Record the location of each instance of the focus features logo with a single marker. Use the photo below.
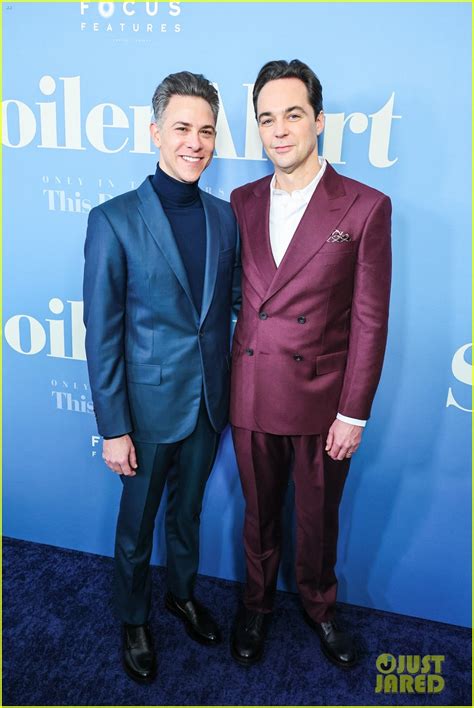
(409, 673)
(129, 17)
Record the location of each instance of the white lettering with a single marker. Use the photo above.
(96, 125)
(462, 371)
(106, 9)
(26, 124)
(37, 334)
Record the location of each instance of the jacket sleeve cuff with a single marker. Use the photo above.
(352, 421)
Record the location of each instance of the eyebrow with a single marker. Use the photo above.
(287, 110)
(189, 125)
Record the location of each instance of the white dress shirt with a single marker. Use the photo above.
(286, 211)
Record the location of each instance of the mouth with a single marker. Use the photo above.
(281, 149)
(190, 159)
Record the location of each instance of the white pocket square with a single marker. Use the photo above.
(339, 237)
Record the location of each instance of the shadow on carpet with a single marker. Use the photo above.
(61, 645)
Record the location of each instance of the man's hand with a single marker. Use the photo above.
(119, 454)
(343, 439)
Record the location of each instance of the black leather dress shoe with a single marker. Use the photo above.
(248, 637)
(197, 620)
(337, 646)
(138, 654)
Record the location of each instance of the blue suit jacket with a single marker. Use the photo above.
(150, 354)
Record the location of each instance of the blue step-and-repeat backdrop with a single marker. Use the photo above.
(77, 90)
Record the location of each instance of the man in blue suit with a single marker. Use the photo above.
(162, 271)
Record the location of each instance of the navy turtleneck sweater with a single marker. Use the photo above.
(183, 207)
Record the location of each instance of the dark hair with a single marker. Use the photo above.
(295, 69)
(184, 83)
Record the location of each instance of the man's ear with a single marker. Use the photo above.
(155, 134)
(320, 123)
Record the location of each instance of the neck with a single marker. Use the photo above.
(300, 177)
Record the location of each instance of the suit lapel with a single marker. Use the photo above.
(159, 227)
(212, 252)
(257, 221)
(325, 210)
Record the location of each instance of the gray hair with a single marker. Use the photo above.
(184, 83)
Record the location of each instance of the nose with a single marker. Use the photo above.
(280, 128)
(194, 141)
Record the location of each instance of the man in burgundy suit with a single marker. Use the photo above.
(307, 351)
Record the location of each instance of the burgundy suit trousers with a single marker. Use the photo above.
(265, 461)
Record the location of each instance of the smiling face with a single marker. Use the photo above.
(186, 137)
(288, 128)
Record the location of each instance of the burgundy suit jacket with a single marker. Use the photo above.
(310, 337)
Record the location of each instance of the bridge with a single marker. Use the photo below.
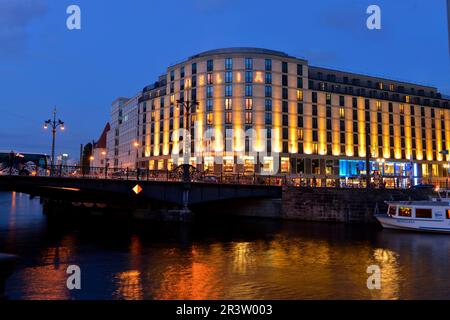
(88, 189)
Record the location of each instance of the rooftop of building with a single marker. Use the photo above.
(244, 50)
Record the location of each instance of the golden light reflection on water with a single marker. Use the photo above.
(44, 282)
(282, 268)
(129, 285)
(390, 273)
(296, 261)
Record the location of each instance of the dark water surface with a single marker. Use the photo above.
(233, 259)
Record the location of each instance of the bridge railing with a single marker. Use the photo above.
(299, 180)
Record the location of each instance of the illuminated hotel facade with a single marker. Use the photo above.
(305, 120)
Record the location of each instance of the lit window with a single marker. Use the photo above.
(424, 213)
(392, 211)
(404, 211)
(228, 91)
(248, 104)
(210, 78)
(228, 77)
(228, 117)
(259, 77)
(248, 76)
(248, 90)
(378, 104)
(209, 118)
(248, 63)
(228, 63)
(248, 117)
(228, 104)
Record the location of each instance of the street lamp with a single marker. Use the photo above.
(54, 124)
(188, 107)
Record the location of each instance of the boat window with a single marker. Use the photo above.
(404, 211)
(423, 213)
(392, 210)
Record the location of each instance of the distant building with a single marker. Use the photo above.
(99, 153)
(121, 140)
(61, 159)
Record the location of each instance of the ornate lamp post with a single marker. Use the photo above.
(54, 124)
(188, 108)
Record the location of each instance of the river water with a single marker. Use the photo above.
(223, 259)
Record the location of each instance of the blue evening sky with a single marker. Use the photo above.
(125, 45)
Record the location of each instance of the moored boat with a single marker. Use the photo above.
(425, 216)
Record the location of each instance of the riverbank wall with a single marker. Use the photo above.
(343, 205)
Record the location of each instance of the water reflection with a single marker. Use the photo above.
(245, 259)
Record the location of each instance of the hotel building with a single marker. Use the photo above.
(304, 120)
(122, 137)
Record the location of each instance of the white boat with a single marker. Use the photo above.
(426, 216)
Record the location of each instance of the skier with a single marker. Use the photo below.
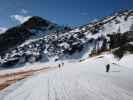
(107, 67)
(59, 65)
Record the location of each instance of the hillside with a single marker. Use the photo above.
(110, 33)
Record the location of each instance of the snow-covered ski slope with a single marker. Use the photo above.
(85, 80)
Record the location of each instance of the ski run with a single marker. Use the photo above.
(86, 80)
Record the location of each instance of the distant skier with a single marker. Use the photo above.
(59, 65)
(107, 67)
(62, 64)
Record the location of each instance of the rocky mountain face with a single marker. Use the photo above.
(112, 33)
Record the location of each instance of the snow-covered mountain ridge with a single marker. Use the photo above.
(111, 32)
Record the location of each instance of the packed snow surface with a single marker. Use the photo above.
(86, 80)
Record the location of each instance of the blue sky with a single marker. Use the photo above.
(63, 12)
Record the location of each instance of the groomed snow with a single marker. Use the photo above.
(85, 80)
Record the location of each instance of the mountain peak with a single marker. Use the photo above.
(36, 22)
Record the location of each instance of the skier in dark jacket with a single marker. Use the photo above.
(107, 67)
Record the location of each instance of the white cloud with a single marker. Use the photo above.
(24, 11)
(20, 18)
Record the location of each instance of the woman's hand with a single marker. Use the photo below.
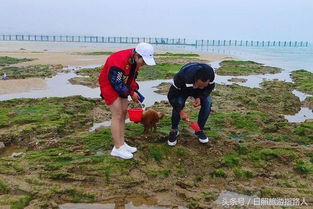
(135, 97)
(183, 115)
(196, 103)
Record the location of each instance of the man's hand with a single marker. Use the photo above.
(135, 97)
(197, 102)
(183, 115)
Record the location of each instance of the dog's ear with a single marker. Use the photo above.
(161, 115)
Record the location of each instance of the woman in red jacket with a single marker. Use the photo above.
(118, 81)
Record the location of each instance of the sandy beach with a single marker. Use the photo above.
(67, 54)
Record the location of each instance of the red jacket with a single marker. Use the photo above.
(118, 60)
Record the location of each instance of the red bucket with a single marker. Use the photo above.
(135, 114)
(194, 126)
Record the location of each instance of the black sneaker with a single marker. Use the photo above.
(172, 141)
(202, 137)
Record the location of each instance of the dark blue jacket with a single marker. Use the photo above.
(185, 79)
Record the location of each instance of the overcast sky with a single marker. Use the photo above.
(192, 19)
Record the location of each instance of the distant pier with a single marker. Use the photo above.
(156, 41)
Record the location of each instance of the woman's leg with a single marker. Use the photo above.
(124, 104)
(117, 123)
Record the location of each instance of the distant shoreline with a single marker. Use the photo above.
(67, 55)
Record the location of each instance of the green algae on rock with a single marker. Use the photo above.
(236, 68)
(303, 80)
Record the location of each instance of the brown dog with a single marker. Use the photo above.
(149, 120)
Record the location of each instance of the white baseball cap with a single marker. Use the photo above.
(146, 51)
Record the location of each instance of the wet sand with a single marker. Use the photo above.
(61, 53)
(21, 85)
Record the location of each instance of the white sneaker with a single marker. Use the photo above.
(130, 148)
(122, 153)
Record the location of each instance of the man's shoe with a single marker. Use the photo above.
(172, 141)
(202, 137)
(121, 153)
(130, 148)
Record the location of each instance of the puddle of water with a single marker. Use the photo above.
(8, 151)
(253, 81)
(227, 197)
(59, 86)
(104, 124)
(302, 96)
(304, 114)
(109, 206)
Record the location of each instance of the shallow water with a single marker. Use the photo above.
(110, 206)
(9, 150)
(59, 86)
(228, 198)
(253, 81)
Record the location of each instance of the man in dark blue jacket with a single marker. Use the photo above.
(196, 80)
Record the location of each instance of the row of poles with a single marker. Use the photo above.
(165, 41)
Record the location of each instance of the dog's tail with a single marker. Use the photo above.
(161, 115)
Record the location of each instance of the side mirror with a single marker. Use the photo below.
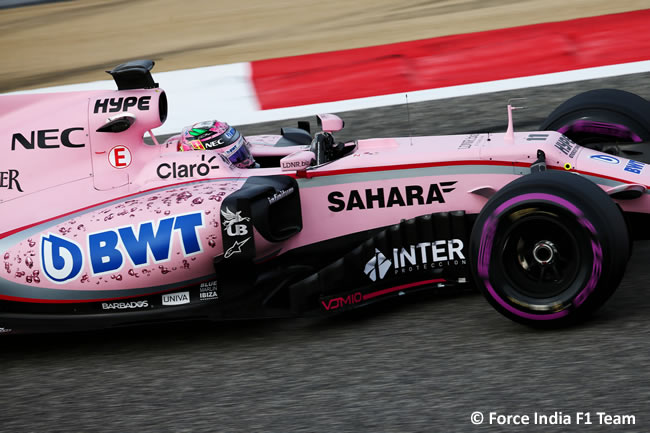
(330, 122)
(118, 123)
(297, 161)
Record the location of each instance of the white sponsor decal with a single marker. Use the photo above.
(424, 255)
(124, 305)
(377, 267)
(178, 298)
(231, 223)
(280, 195)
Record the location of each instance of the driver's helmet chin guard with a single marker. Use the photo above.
(219, 136)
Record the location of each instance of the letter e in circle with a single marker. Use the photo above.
(119, 157)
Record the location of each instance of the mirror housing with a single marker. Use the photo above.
(330, 122)
(297, 161)
(118, 123)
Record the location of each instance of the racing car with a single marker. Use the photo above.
(101, 227)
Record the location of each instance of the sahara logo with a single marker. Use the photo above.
(63, 259)
(408, 195)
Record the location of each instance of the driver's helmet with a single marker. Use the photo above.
(219, 136)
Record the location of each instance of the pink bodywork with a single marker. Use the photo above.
(61, 177)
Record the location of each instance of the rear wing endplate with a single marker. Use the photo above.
(134, 75)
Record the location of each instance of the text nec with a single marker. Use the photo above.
(63, 260)
(114, 105)
(50, 139)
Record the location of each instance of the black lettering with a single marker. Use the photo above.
(435, 194)
(129, 102)
(101, 103)
(355, 200)
(335, 197)
(414, 192)
(65, 138)
(159, 172)
(379, 198)
(27, 144)
(143, 103)
(116, 105)
(395, 198)
(43, 137)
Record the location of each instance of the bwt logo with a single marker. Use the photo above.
(63, 259)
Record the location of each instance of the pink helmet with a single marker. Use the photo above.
(219, 136)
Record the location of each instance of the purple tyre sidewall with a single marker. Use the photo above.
(484, 258)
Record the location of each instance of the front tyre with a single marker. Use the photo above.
(549, 249)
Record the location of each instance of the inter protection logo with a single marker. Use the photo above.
(378, 266)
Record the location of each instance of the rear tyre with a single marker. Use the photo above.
(548, 249)
(601, 119)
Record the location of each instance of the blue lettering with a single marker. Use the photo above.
(136, 246)
(634, 166)
(104, 255)
(187, 224)
(61, 259)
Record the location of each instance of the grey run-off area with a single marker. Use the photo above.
(422, 364)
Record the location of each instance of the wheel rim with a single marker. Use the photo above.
(545, 258)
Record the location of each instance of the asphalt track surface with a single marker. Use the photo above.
(417, 365)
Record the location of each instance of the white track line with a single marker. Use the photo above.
(226, 92)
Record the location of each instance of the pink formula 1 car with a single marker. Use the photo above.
(101, 229)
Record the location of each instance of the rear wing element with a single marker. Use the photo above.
(134, 75)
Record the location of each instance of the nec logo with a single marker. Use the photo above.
(114, 105)
(50, 139)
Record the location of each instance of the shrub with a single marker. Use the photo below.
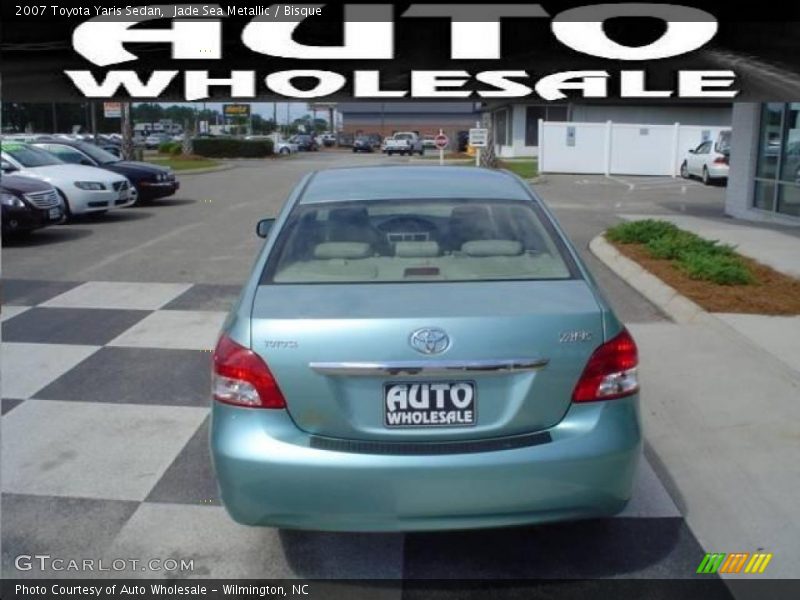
(232, 148)
(675, 244)
(720, 269)
(640, 232)
(167, 147)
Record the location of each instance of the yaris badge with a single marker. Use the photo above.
(430, 340)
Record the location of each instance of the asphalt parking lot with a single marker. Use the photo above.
(108, 325)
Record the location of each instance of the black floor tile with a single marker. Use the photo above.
(8, 404)
(190, 478)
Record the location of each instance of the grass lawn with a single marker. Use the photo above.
(527, 169)
(183, 163)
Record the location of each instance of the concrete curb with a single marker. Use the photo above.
(678, 307)
(675, 305)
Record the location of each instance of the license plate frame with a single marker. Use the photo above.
(450, 415)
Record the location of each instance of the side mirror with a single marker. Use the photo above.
(263, 227)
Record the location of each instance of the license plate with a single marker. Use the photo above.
(430, 404)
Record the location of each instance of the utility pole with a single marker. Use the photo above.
(93, 119)
(127, 131)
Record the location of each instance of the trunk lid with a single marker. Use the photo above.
(294, 326)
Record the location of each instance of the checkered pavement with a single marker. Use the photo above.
(104, 455)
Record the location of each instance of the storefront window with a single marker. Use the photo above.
(778, 171)
(532, 116)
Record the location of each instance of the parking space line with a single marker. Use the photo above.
(621, 181)
(115, 257)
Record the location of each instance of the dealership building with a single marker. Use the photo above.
(764, 181)
(516, 125)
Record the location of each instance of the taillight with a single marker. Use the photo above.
(610, 372)
(242, 378)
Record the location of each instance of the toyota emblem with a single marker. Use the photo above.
(429, 340)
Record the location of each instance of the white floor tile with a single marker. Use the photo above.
(10, 311)
(650, 498)
(222, 548)
(115, 294)
(92, 450)
(174, 329)
(27, 368)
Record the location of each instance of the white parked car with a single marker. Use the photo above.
(404, 142)
(279, 146)
(286, 147)
(710, 160)
(83, 189)
(154, 140)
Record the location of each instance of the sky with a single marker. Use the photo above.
(265, 109)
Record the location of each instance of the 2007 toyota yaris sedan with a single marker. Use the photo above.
(421, 348)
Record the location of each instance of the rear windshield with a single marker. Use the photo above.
(421, 240)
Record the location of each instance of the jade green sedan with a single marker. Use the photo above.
(421, 348)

- _What this task involves_: Repeat, exactly and only, the lines above from the one containing "Record the location of each instance of the toyota" through the end of the material.

- _Correct response_:
Record the location of each instance of the toyota emblem with a single marker. Use the photo above.
(429, 340)
Record the location of each instance of the white floor tile with a single marker. Use the photo above.
(10, 311)
(650, 498)
(222, 548)
(115, 294)
(92, 450)
(174, 329)
(27, 368)
Record the location of each instance of the white parked car with a single marker. Use the photo above.
(404, 142)
(279, 146)
(286, 147)
(710, 160)
(83, 189)
(154, 140)
Record the location of each instance of the sky with a single marker. Use the photo above.
(265, 109)
Record the location of each instance of the 2007 toyota yaris sedan with a single marker. Use the photo above.
(421, 348)
Record the location of each instance of the rear windshield with a single marker. Use the photo above.
(421, 240)
Record the location of each instance of the jade green sedan with a single marker. Use the photo above.
(421, 348)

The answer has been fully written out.